==== Text under study ====

The medieval afterlife and an Umbrian itinerary
The story of Carsulae did not end cleanly when the Roman town was abandoned; it faded into a long afterlife written into the ruins themselves. As the buildings fell, their cut stone became a quarry for later builders, the normal fate of an abandoned ancient town, and the most visible result stands among the ruins today: the small church of San Damiano, a modest Romanesque building raised in the medieval centuries from reused Roman blocks, sitting quietly amid the remains of the pagan town it was built out of. That church gives the famous arch nearby one of its names and embodies the way the Christian Middle Ages grew literally out of the materials of the classical world, recycling temples and basilicas into churches. Around it, the open archaeological area lets you read the Roman town in a green, pastoral landscape, the paved line of the Via Flaminia running through the center past the forum and the twin temples, the theater and amphitheater shaped in the turf, and the great arch marking the edge of the town. For the traveler, Carsulae fits beautifully into a tour of Umbria, the green heart of Italy, a region of hill towns, abbeys, and gentle landscape that is one of the most rewarding and least frantic parts of the country. The site lies within easy reach of towns such as those of the Umbrian valley and the waterfalls and gorges that the region is known for, and it combines naturally with the medieval and Renaissance centers nearby. A car is the practical way to reach it and to link it with the surrounding sights. Because the park is open and rural, its hours are seasonal, so confirm the current opening times and the status of the visitor center before you go, and allow time to walk the full circuit of the town rather than just the arch, since the pleasure of Carsulae is in reading the whole plan.
Good to know before you go
Carsulae lies in the green countryside of southern Umbria, within easy reach of the towns of the Umbrian valley and the gorges and waterfalls the region is famous for. The archaeological area is open and rural, with the line of the ancient Via Flaminia running through it, so wear comfortable shoes for walking among the ruins and bring water and sun protection in summer, since shade is limited. A visitor center and small museum at the entrance explain the layout and display the finds, and a car is the practical way to reach the site and to fold it into a wider tour of Umbria. Allow enough time to walk the full circuit, the forum, the twin temples, the basilica, the theater, the amphitheater, and the great arch at the edge of town, rather than just glancing at the most famous monument. Opening days and hours are seasonal, so confirm the current schedule before you go.

====

= Exercise directions =
Summarize the Carsulae text in two sentences. The rows after the Carsulae text are separate material, unrelated to it.

==== Source information ====

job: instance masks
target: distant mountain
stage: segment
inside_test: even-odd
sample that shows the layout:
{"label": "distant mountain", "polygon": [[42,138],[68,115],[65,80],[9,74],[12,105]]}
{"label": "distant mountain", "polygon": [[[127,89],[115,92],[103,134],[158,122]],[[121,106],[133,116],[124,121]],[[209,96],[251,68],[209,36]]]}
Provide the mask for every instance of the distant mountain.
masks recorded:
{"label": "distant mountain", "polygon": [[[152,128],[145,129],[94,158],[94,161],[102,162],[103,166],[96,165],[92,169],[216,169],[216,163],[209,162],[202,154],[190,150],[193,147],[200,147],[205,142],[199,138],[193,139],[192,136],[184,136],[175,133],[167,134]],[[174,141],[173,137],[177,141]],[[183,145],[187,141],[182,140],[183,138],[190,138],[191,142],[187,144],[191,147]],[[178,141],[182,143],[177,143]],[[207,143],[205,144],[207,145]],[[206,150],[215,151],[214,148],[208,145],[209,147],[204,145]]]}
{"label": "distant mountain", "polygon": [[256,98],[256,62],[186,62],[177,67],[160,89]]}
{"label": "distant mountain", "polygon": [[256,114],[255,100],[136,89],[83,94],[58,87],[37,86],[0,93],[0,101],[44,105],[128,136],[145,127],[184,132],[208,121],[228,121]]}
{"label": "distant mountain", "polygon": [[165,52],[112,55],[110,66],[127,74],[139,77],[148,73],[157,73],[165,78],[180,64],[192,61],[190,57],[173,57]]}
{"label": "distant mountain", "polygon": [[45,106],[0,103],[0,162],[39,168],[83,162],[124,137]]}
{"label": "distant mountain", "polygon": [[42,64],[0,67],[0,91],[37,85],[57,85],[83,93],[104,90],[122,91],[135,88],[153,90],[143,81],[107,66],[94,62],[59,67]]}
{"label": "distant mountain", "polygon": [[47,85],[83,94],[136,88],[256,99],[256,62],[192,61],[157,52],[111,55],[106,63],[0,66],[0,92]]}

====

= Exercise result =
After the Roman town of Carsulae was abandoned, later builders used its stone as a quarry, most visibly for the small Romanesque church of San Damiano, which was built from reused Roman blocks among the ruins. The open, rural archaeological area, with the Via Flaminia, forum, twin temples, theater, amphitheater and great arch, is best reached by car as part of a tour of Umbria, and since its hours are seasonal, visitors should confirm the schedule before going.